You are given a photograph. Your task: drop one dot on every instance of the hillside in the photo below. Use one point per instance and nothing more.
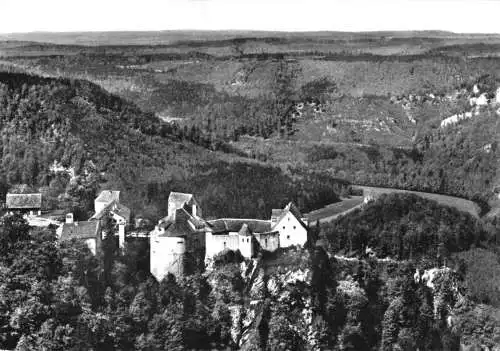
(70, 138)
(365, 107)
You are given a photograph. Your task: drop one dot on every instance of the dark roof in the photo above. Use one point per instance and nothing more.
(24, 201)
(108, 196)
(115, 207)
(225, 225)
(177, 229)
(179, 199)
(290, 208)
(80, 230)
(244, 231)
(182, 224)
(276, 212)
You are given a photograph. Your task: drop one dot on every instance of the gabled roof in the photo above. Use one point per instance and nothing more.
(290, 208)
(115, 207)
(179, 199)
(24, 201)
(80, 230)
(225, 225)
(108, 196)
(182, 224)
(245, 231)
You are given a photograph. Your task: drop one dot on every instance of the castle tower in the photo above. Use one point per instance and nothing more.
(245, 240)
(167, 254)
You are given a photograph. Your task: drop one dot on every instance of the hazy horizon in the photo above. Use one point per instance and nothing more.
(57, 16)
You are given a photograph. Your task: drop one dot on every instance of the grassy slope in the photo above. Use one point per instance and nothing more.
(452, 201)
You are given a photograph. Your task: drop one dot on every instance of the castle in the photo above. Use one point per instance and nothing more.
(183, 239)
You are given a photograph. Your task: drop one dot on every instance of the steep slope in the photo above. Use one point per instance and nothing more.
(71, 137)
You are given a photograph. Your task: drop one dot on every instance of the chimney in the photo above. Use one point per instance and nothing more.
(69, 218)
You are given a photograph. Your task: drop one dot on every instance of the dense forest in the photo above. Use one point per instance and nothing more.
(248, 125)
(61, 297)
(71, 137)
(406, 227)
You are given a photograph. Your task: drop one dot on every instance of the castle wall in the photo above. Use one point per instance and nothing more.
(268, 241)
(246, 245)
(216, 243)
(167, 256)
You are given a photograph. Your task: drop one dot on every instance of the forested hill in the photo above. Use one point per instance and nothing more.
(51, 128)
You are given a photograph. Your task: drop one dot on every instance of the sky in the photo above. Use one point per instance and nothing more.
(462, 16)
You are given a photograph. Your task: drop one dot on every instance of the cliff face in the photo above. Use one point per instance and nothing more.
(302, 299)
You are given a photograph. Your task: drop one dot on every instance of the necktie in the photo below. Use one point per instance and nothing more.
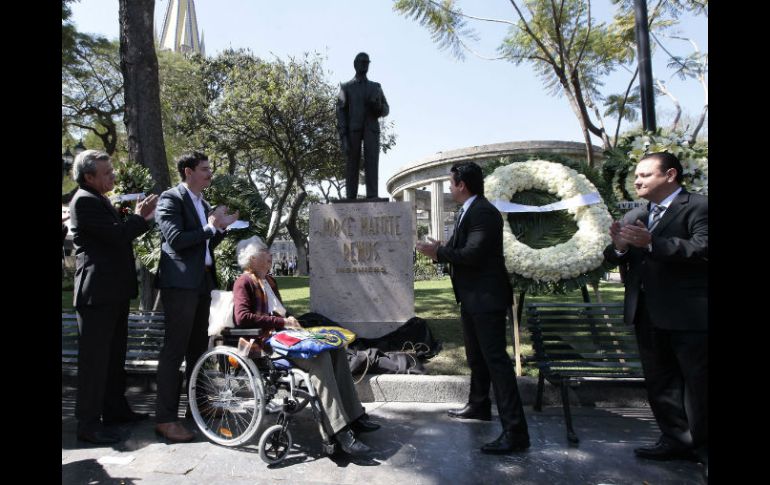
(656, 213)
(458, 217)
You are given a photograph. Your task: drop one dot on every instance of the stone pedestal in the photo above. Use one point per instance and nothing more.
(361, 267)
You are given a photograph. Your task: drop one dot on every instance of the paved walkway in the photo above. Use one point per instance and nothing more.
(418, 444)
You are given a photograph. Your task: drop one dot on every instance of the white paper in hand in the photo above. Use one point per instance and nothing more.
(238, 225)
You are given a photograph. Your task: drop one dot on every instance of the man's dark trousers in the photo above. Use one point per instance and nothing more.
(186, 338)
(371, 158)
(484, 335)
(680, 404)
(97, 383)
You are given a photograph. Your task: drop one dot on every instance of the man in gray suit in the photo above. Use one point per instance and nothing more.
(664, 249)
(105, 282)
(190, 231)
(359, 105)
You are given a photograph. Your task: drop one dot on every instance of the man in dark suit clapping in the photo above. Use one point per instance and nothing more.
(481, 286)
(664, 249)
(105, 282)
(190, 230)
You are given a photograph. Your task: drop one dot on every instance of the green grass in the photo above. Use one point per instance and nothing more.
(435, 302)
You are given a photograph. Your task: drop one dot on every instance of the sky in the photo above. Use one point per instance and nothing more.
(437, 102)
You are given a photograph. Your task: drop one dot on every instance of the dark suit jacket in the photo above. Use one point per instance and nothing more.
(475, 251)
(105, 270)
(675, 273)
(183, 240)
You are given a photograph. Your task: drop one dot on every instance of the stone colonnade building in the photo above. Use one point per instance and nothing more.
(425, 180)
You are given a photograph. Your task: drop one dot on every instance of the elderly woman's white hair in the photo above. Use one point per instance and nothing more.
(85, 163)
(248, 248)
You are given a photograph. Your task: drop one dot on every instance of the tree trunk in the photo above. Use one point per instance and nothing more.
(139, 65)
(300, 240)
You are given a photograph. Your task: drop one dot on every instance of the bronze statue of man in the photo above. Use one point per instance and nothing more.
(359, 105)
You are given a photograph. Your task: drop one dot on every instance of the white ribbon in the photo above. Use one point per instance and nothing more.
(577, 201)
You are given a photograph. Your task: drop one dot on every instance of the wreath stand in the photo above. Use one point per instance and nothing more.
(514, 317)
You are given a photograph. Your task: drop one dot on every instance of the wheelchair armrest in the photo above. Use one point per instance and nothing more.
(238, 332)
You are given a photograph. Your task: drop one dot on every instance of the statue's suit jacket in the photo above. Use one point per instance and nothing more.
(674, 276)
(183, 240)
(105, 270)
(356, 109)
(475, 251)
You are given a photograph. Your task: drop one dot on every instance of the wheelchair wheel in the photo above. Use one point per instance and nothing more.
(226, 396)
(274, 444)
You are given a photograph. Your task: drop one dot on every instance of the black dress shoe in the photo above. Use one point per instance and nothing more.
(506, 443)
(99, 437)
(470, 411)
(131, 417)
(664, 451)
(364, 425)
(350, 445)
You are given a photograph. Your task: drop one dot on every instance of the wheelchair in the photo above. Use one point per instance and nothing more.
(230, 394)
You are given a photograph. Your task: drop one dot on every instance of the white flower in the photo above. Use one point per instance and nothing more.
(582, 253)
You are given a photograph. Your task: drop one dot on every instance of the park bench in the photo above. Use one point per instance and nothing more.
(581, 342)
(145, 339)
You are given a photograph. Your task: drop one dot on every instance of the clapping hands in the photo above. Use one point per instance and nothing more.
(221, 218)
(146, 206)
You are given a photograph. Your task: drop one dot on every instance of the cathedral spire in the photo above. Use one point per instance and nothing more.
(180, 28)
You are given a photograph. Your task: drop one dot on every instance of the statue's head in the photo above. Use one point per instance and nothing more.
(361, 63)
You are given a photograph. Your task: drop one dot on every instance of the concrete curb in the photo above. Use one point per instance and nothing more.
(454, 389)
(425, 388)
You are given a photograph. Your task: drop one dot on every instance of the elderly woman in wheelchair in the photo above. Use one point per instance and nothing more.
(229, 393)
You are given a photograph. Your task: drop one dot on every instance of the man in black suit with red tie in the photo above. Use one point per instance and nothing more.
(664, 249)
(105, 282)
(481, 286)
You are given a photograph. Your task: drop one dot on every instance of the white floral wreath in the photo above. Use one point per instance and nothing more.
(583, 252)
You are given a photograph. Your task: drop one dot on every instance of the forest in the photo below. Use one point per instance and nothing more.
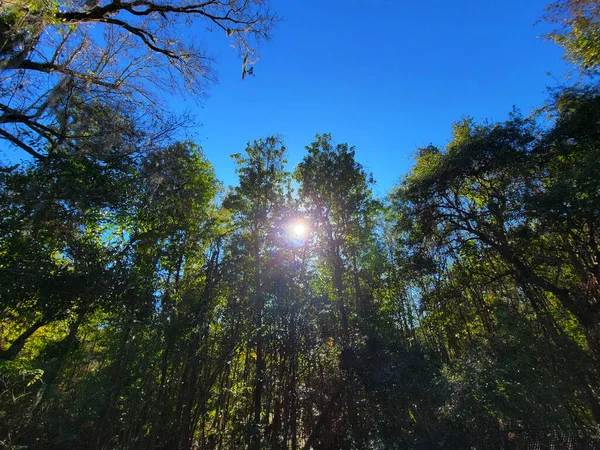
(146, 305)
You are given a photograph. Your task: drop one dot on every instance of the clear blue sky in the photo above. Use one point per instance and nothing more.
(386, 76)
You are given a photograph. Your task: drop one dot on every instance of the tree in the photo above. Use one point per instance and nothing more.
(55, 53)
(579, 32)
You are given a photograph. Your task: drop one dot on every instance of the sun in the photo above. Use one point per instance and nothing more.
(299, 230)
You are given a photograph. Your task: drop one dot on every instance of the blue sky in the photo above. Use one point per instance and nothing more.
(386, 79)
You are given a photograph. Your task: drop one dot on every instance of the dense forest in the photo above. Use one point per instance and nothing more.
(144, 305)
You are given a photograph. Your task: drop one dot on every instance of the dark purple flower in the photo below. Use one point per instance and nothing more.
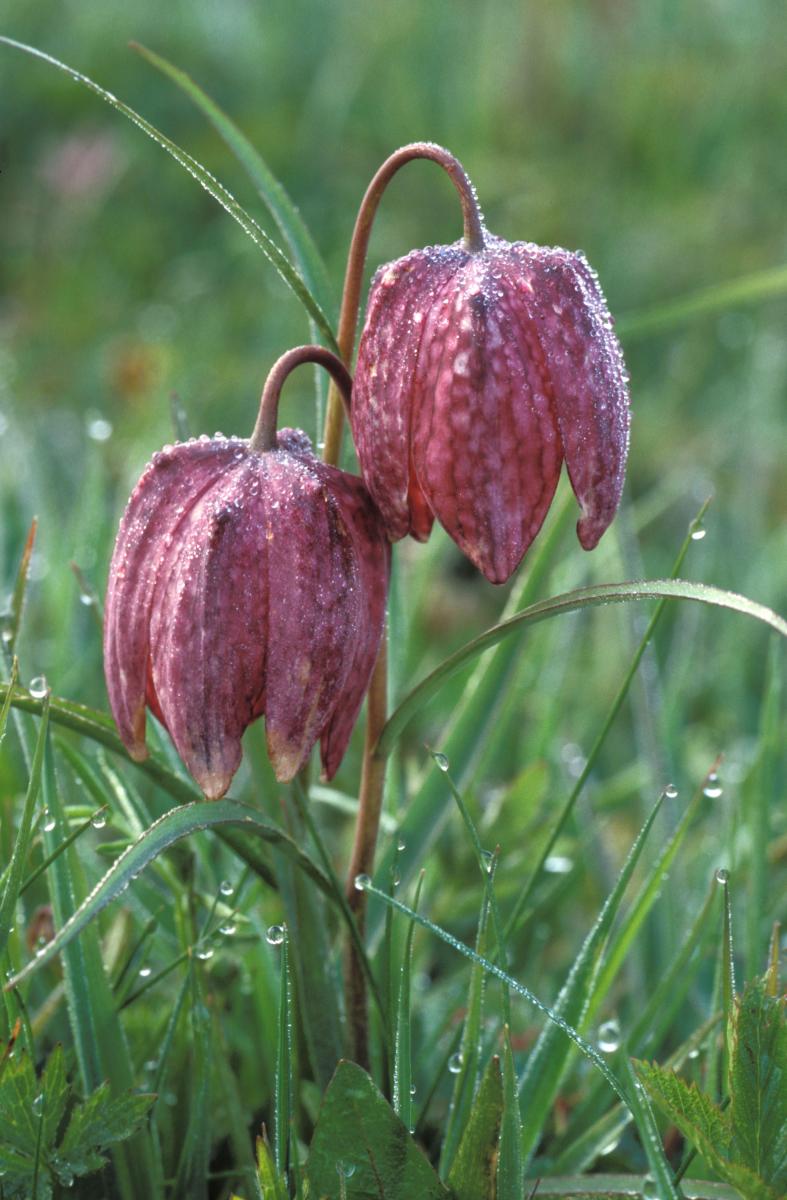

****

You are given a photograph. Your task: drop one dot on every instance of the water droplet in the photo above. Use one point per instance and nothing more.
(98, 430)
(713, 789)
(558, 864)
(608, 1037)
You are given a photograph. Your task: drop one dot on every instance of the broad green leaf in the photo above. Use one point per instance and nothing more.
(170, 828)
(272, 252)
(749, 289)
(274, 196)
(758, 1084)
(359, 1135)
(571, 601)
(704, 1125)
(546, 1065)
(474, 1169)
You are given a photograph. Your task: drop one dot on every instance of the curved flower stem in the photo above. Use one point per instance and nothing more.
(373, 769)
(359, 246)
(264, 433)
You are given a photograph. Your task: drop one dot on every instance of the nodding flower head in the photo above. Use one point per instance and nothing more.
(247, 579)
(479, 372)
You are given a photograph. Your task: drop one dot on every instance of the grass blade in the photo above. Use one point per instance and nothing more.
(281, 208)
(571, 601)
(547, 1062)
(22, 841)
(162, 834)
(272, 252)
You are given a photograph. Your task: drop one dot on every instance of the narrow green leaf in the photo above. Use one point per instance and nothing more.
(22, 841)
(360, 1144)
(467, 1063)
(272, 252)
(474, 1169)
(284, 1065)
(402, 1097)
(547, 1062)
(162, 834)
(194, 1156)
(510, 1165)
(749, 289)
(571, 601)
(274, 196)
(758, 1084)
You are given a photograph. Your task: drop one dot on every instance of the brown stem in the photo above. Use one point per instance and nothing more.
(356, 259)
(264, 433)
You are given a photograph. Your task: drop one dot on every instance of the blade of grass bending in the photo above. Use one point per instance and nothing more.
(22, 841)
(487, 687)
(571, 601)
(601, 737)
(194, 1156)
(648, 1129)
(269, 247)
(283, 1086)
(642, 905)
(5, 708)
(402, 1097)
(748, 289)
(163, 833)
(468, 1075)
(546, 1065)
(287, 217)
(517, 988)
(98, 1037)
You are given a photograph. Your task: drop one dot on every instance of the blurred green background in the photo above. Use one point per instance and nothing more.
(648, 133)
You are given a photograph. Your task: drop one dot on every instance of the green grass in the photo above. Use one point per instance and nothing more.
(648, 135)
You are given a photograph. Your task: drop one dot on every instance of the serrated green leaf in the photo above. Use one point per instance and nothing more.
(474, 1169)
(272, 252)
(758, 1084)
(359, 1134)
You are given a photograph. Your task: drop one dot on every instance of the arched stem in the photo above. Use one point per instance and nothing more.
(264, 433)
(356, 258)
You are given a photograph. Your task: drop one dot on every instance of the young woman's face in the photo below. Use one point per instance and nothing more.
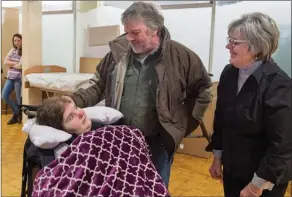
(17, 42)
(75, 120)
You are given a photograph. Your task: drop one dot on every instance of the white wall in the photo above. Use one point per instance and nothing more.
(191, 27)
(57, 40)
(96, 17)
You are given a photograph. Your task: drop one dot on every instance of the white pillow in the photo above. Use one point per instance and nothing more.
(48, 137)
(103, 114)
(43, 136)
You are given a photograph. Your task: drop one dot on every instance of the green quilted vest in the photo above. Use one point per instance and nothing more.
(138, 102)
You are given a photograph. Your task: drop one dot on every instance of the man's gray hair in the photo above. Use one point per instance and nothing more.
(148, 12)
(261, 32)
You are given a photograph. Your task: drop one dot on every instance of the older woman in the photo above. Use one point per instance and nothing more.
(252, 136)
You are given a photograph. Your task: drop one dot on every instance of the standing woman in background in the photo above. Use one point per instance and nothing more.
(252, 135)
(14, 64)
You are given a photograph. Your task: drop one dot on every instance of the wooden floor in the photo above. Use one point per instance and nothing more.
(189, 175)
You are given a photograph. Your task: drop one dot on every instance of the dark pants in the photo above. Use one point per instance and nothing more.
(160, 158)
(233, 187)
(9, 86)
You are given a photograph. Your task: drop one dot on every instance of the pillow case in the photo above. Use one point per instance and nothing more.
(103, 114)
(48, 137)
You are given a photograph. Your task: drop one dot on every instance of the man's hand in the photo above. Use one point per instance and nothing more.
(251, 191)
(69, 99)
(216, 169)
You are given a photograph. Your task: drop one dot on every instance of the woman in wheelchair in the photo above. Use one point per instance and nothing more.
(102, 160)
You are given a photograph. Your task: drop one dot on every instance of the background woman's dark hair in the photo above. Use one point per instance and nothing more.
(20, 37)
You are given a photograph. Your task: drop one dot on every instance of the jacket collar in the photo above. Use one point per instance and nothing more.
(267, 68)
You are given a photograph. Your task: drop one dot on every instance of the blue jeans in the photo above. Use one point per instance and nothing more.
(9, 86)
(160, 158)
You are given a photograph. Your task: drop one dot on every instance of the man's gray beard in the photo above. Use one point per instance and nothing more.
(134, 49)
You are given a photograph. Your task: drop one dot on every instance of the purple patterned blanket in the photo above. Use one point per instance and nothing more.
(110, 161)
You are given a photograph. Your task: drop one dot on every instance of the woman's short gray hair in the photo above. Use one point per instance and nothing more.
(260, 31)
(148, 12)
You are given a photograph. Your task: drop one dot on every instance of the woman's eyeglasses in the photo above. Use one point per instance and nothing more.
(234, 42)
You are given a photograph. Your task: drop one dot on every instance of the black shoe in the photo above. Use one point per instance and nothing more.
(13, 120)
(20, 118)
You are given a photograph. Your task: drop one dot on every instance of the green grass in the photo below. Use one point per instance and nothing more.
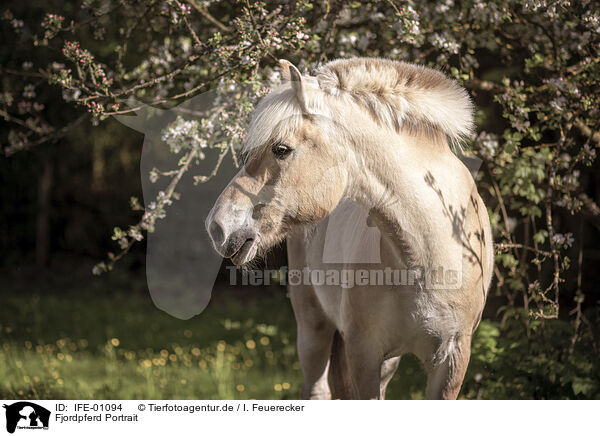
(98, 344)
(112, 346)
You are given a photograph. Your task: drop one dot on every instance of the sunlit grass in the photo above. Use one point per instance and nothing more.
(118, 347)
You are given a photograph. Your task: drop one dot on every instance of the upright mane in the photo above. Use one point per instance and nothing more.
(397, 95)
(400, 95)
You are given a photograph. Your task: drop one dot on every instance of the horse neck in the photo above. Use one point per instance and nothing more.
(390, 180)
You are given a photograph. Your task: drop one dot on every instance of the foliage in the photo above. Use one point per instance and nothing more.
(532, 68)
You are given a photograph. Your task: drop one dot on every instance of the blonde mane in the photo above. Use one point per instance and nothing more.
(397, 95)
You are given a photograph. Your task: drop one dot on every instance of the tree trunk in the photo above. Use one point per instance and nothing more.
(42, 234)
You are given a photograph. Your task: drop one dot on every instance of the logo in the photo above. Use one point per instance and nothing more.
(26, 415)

****

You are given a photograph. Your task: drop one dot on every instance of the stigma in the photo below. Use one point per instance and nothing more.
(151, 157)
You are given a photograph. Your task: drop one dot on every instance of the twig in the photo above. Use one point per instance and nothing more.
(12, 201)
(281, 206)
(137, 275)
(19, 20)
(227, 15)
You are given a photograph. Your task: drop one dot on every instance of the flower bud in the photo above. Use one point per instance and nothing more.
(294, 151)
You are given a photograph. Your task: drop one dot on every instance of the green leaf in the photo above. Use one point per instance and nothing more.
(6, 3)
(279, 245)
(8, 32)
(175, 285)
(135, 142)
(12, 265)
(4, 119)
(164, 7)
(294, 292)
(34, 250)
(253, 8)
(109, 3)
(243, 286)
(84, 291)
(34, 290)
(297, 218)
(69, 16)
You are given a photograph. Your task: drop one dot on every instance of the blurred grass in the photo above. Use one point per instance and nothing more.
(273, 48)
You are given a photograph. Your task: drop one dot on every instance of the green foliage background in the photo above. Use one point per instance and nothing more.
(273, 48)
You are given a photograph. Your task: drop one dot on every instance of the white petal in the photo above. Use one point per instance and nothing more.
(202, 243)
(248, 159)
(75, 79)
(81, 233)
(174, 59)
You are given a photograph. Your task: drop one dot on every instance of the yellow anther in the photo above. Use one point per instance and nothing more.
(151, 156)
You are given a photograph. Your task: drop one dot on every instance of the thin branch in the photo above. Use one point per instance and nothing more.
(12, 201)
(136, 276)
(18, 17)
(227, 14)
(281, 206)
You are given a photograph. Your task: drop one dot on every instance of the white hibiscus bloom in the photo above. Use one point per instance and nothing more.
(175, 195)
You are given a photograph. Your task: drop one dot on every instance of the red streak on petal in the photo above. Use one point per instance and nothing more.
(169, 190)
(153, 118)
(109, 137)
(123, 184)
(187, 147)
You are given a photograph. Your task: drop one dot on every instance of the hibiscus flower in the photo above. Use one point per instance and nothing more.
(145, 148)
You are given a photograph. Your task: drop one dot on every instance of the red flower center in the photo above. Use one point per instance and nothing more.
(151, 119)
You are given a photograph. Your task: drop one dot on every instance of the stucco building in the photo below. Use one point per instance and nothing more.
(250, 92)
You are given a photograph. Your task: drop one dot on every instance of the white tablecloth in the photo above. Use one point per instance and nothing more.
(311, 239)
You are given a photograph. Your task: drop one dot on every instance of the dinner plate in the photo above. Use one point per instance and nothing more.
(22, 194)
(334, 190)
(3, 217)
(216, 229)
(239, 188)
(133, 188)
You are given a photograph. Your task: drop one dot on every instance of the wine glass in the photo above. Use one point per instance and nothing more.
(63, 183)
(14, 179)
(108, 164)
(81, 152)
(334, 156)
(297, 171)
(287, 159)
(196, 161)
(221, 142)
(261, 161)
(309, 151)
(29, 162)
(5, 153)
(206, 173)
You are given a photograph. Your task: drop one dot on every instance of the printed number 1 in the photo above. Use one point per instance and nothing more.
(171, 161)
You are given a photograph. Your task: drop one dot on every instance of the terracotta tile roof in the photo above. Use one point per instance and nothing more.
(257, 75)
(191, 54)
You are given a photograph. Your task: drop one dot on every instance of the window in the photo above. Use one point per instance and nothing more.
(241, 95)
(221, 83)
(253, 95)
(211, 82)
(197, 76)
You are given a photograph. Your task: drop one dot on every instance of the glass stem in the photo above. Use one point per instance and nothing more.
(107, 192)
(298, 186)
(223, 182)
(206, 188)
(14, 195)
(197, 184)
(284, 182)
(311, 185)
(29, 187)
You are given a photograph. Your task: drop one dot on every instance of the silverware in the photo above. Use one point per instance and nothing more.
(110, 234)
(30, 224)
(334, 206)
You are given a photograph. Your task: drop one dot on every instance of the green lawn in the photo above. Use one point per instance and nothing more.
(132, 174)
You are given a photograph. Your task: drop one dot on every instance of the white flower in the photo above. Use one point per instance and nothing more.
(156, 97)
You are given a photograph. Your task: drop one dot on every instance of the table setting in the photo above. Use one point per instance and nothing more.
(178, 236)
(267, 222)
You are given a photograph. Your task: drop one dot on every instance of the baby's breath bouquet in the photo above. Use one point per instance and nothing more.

****

■ **OBJECTIF**
Rassemblez, en les recopiant intégralement, toutes les lignes des données ci-dessus où figure le mot « window ». La casse doit être respectée.

■ **RÉSULTAT**
You are given a photograph. Your task: drop one dot on every instance of the window in the photo above. Use one point per instance and nothing more.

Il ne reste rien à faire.